*Given exercise:* Starting at the first line of the records and ending with the line that contains "49, 83, 53, 96", lay out each line as one string in a JSON list, leaving out blank lines.

*Provided records:*
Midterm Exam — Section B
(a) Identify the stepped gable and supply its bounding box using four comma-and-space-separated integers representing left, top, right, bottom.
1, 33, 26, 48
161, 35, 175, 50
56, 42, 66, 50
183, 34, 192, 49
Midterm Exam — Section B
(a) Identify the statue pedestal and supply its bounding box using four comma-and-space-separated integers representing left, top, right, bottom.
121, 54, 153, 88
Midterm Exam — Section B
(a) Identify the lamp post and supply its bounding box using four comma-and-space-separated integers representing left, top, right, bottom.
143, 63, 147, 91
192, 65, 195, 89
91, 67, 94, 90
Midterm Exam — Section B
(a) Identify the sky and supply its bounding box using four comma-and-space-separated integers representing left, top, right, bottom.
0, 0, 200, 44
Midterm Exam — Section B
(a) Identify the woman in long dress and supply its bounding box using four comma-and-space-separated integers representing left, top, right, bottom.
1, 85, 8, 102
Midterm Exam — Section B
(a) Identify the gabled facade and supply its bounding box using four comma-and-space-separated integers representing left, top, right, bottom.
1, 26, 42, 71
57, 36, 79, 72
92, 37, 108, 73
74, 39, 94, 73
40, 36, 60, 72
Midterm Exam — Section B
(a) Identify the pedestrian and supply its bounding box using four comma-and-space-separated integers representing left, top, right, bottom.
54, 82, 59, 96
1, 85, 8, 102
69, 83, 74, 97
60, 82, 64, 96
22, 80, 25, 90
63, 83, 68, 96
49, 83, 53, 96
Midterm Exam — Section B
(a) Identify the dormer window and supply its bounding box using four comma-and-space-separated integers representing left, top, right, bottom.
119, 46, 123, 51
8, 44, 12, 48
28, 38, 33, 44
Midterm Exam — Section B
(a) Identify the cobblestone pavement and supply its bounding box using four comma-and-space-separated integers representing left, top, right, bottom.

*Solution for this problem:*
[
  "Midterm Exam — Section B",
  "(a) Identify the stepped gable and supply its bounding box using four comma-and-space-separated integers representing left, top, right, bottom.",
  "1, 33, 26, 48",
  "161, 35, 175, 50",
  "56, 42, 66, 50",
  "183, 34, 192, 49",
  "Midterm Exam — Section B",
  "(a) Identify the statue pedestal and supply its bounding box using four comma-and-space-separated integers representing left, top, right, bottom.",
  "121, 54, 153, 88",
  "Midterm Exam — Section B",
  "(a) Identify the lamp post and supply its bounding box using four comma-and-space-separated integers representing left, top, right, bottom.",
  "143, 63, 147, 91",
  "192, 65, 195, 89",
  "91, 67, 94, 90",
  "Midterm Exam — Section B",
  "(a) Identify the sky and supply its bounding box using four comma-and-space-separated integers representing left, top, right, bottom.",
  "0, 0, 200, 44",
  "Midterm Exam — Section B",
  "(a) Identify the woman in long dress and supply its bounding box using four comma-and-space-separated integers representing left, top, right, bottom.",
  "1, 85, 8, 102",
  "Midterm Exam — Section B",
  "(a) Identify the gabled facade and supply its bounding box using four comma-and-space-separated integers representing left, top, right, bottom.",
  "1, 26, 42, 71",
  "57, 36, 79, 72",
  "92, 37, 108, 73",
  "74, 39, 94, 73",
  "40, 36, 60, 72",
  "Midterm Exam — Section B",
  "(a) Identify the pedestrian and supply its bounding box using four comma-and-space-separated integers representing left, top, right, bottom.",
  "54, 82, 59, 96",
  "1, 85, 8, 102",
  "69, 83, 74, 97",
  "60, 82, 64, 96",
  "22, 80, 25, 90",
  "63, 83, 68, 96",
  "49, 83, 53, 96"
]